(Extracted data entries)
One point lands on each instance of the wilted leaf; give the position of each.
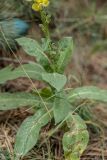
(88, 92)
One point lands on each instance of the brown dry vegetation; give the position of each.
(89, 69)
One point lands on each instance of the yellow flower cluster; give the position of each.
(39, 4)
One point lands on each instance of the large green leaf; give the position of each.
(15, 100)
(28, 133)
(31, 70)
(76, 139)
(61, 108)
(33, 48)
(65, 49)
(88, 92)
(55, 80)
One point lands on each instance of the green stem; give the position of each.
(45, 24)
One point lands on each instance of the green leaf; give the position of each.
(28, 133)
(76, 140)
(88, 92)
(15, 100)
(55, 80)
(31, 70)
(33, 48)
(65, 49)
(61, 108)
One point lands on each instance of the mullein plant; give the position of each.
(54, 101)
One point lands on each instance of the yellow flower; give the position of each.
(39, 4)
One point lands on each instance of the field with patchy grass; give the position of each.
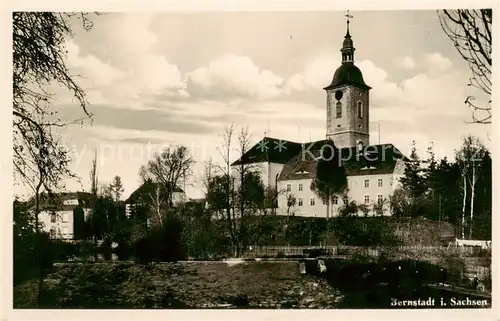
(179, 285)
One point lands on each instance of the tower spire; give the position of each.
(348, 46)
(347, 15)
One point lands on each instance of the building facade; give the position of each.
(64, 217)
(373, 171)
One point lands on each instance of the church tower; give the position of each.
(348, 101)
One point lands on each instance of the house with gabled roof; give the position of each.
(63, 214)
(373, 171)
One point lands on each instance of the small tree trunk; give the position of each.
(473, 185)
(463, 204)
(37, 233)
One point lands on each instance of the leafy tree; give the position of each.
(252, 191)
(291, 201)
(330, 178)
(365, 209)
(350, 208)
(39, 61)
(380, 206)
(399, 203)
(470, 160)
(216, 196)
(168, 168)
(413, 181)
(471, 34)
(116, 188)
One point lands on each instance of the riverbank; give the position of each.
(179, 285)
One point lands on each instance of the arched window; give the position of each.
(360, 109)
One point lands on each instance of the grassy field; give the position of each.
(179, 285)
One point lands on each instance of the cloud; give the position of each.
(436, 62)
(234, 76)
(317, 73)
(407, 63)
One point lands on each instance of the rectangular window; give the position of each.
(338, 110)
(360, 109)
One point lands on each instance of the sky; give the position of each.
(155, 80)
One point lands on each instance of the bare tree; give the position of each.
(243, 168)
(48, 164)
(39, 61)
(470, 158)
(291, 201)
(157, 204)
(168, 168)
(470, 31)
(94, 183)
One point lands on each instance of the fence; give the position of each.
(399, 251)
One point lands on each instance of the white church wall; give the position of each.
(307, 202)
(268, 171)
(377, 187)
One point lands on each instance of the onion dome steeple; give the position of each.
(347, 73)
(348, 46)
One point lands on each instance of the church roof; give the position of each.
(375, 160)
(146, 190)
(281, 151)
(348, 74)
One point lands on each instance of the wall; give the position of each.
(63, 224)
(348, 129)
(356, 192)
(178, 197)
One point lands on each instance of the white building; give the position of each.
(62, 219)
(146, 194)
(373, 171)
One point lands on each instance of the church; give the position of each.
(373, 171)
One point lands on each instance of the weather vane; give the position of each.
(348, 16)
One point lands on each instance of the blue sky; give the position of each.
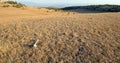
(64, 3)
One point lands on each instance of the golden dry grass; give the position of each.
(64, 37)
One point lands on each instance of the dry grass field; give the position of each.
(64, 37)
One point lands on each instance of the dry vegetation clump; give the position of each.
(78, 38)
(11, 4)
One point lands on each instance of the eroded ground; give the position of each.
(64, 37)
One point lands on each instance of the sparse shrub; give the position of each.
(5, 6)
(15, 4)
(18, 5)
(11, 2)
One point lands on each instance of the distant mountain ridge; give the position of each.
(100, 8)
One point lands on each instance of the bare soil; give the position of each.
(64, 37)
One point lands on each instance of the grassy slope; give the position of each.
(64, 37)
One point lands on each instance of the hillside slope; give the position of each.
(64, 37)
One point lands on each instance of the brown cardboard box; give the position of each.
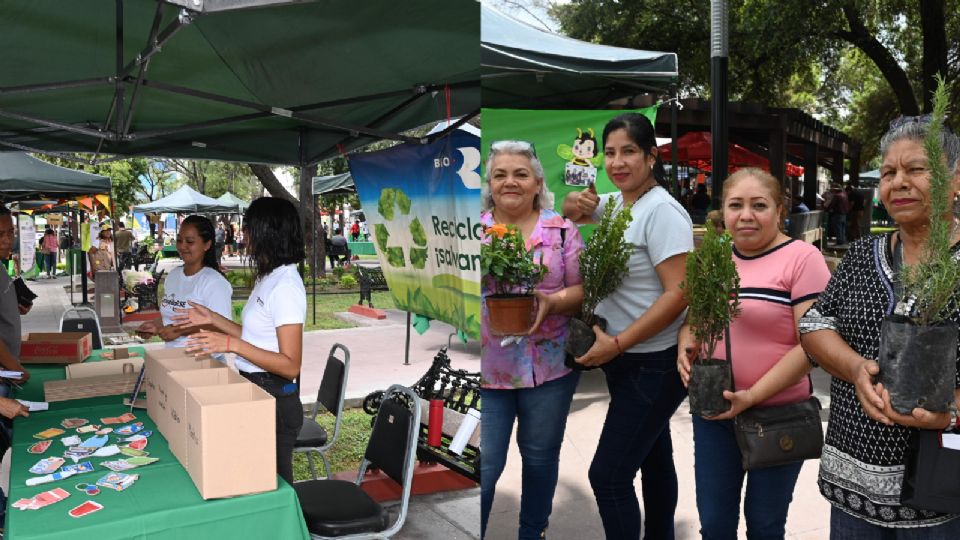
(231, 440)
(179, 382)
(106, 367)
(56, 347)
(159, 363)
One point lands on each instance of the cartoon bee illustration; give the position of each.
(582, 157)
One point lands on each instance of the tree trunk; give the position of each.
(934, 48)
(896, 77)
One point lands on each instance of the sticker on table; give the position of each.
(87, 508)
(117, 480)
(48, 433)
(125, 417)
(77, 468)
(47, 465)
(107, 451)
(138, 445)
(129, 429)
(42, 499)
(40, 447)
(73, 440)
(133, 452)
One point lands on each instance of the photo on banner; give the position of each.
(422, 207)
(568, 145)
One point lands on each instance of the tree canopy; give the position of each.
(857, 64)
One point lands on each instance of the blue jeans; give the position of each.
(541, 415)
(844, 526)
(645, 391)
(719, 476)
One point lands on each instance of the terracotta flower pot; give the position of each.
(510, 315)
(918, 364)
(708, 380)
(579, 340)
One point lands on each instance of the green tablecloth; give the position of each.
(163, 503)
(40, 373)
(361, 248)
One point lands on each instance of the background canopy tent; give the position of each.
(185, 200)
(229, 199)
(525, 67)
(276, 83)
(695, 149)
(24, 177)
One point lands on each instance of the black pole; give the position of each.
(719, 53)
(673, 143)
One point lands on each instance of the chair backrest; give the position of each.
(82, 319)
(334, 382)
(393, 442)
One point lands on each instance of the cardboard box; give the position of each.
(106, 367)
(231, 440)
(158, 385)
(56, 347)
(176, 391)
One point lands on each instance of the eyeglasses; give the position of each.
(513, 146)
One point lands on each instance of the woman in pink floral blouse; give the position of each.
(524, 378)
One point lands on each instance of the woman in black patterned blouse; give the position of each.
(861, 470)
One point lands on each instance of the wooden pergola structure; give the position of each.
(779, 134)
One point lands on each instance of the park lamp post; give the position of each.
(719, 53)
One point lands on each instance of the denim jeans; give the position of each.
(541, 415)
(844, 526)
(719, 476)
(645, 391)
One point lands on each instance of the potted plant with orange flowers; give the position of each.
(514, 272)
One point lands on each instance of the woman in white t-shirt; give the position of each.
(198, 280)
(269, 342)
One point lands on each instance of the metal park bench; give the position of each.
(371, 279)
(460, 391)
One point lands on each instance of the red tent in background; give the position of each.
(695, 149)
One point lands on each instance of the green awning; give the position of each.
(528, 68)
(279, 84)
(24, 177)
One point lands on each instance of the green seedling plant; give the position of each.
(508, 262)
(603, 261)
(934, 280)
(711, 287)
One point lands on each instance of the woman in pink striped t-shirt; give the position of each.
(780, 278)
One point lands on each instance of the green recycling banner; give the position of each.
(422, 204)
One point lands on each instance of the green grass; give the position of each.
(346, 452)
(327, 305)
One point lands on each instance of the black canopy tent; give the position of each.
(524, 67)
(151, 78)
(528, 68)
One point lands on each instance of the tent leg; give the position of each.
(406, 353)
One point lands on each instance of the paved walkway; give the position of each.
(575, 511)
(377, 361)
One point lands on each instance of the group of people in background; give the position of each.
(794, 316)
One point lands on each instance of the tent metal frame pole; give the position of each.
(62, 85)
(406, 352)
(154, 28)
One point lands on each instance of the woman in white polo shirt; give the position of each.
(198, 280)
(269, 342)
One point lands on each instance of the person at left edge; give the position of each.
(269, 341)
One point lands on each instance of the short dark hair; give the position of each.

• _SET PROBLEM_
Give exactly the lines from the one with "One point lands on each instance of the park" to the end of the entries, nothing before them.

• _SOLUTION TO THIS TASK_
One point lands on each instance of the park lamp post; give the position of each.
(719, 53)
One point lands on each instance of the denim jeans; give the position of each.
(541, 415)
(844, 526)
(719, 476)
(645, 391)
One point lands on each instance of the potted plant with orange flowers; give the position of each.
(514, 272)
One point lands on each instance of the woman in white t-shirt; give the position of each.
(198, 280)
(269, 342)
One point lands on each instance of the metal park bench; give the position of each.
(371, 279)
(460, 391)
One point lands on each instance of the red tent in background; give the position of each.
(695, 149)
One point lands on each instance of the green awning; give the position of each.
(528, 68)
(279, 84)
(24, 177)
One point lands on each instance of the green seedling plant; give the position of each.
(508, 262)
(603, 261)
(934, 280)
(711, 287)
One point lands on each instance of the woman in pink striped t-shirt; give the position of each.
(780, 278)
One point lands on each instance of the green recycling banner; give the position of each.
(422, 204)
One point lands on each instance of the green grass; give the position of each.
(346, 452)
(327, 305)
One point lands on each instance of the black canopy tent; give the position of each.
(524, 67)
(151, 78)
(528, 68)
One point lands on each instance of the tent leg; give the position of each.
(406, 353)
One point lands on each instance of the paved walkway; give the position of each.
(575, 511)
(377, 361)
One point lands on each instance of the group of people in background; give the position of each.
(794, 316)
One point lands on each instance of the tent metal frame pole; give the position of each.
(62, 85)
(406, 352)
(154, 28)
One point lands on each instance of the woman in white polo shirt; give the position of each.
(198, 280)
(269, 342)
One point lands on each instance of the person at left edge; give the position of each.
(269, 341)
One point lands on each instance of the short dark hair; give the position of each.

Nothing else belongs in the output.